## Task requirements
Copy the data below word for word, omitting the pictures.

--- Start ---

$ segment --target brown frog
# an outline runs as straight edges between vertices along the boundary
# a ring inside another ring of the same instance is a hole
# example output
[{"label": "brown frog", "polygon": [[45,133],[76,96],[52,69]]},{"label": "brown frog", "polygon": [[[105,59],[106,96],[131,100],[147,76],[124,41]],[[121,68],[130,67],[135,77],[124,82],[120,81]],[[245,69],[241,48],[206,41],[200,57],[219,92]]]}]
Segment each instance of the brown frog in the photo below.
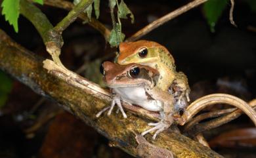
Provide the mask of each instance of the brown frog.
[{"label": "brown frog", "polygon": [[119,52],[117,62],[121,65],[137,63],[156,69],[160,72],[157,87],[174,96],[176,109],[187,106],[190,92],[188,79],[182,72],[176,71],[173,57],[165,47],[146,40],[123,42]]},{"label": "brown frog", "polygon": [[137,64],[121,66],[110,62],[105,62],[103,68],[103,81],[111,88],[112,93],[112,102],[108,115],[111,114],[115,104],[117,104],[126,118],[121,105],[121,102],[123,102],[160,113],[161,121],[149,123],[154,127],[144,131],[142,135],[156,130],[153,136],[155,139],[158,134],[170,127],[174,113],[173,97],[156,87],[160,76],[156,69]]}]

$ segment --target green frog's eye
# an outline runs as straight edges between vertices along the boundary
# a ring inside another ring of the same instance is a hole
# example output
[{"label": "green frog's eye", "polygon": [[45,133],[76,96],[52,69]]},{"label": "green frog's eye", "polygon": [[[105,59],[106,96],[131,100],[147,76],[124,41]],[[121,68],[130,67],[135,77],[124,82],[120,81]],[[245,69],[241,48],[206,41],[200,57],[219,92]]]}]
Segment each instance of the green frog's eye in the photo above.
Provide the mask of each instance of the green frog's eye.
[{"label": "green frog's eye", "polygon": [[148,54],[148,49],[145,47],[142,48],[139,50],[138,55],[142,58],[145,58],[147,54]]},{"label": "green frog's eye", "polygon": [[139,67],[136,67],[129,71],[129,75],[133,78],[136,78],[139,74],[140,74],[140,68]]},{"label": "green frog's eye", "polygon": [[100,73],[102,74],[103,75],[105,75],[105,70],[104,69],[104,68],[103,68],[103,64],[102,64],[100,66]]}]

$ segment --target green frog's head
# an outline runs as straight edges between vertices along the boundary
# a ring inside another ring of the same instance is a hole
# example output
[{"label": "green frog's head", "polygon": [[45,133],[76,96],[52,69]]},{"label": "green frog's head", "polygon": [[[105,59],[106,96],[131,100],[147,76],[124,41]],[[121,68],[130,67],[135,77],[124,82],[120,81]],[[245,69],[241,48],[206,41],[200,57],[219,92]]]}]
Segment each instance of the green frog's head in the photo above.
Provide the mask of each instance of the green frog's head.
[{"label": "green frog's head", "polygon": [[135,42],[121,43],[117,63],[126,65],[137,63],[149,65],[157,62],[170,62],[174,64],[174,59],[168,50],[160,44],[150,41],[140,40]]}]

--- End ---

## Exercise answer
$ segment --target brown frog
# an outline runs as straight edges between vertices along the boundary
# a ring inside another ring of the same instance is a hole
# example output
[{"label": "brown frog", "polygon": [[45,133],[76,96],[52,69]]},{"label": "brown frog", "polygon": [[[105,59],[106,96],[131,100],[147,76],[124,41]],[[121,68],[130,67],[135,77],[124,82],[120,81]],[[245,69],[241,48],[206,41],[200,57],[219,92]]]}]
Segment each instance of the brown frog in the photo below.
Provide the mask of each instance of the brown frog.
[{"label": "brown frog", "polygon": [[119,52],[117,62],[121,65],[137,63],[156,69],[160,72],[157,87],[174,96],[176,109],[187,106],[190,92],[188,79],[182,72],[176,71],[173,57],[165,47],[146,40],[123,42]]},{"label": "brown frog", "polygon": [[137,64],[121,66],[110,62],[105,62],[103,68],[103,81],[111,88],[112,93],[112,102],[108,115],[111,114],[115,104],[117,104],[126,118],[121,105],[121,102],[123,102],[160,113],[161,121],[149,123],[154,127],[144,131],[142,135],[156,130],[153,136],[155,139],[158,134],[170,127],[174,113],[173,97],[156,87],[160,76],[156,69]]}]

$ segment --target green frog's eye
# an outline runs as straight edges between vertices along the boundary
# a ring inside another ring of the same instance is a hole
# example output
[{"label": "green frog's eye", "polygon": [[45,133],[76,96],[52,69]]},{"label": "green frog's eye", "polygon": [[[105,59],[106,96],[131,100],[147,76],[124,41]],[[121,68],[130,67],[135,77],[124,82],[120,81]],[[245,69],[241,48],[206,41],[200,57],[219,92]]]}]
Segment each instance of the green frog's eye in the photo above.
Provide the mask of each instance of the green frog's eye.
[{"label": "green frog's eye", "polygon": [[148,54],[148,49],[145,47],[142,48],[139,50],[138,55],[142,58],[145,58],[147,54]]},{"label": "green frog's eye", "polygon": [[139,67],[136,67],[129,71],[129,75],[133,78],[136,78],[139,74],[140,74],[140,68]]},{"label": "green frog's eye", "polygon": [[100,73],[102,74],[103,75],[105,75],[105,70],[104,69],[104,68],[103,68],[103,64],[102,64],[100,66]]}]

$ segment --target green frog's head
# an outline runs as straight edges between vertices along the boundary
# a ring inside another ring of the same instance is a hole
# example output
[{"label": "green frog's head", "polygon": [[45,133],[76,96],[52,69]]},{"label": "green frog's head", "polygon": [[[105,59],[106,96],[131,100],[147,76],[124,41]],[[121,68],[130,67],[135,77],[124,82],[120,81]],[[245,69],[241,48],[206,41],[200,57],[219,92]]]}]
Segment each instance of the green frog's head in the photo above.
Provide the mask of each instance of the green frog's head.
[{"label": "green frog's head", "polygon": [[135,42],[121,43],[117,63],[126,65],[137,63],[149,65],[157,62],[170,62],[174,64],[174,59],[168,50],[160,44],[150,41],[140,40]]}]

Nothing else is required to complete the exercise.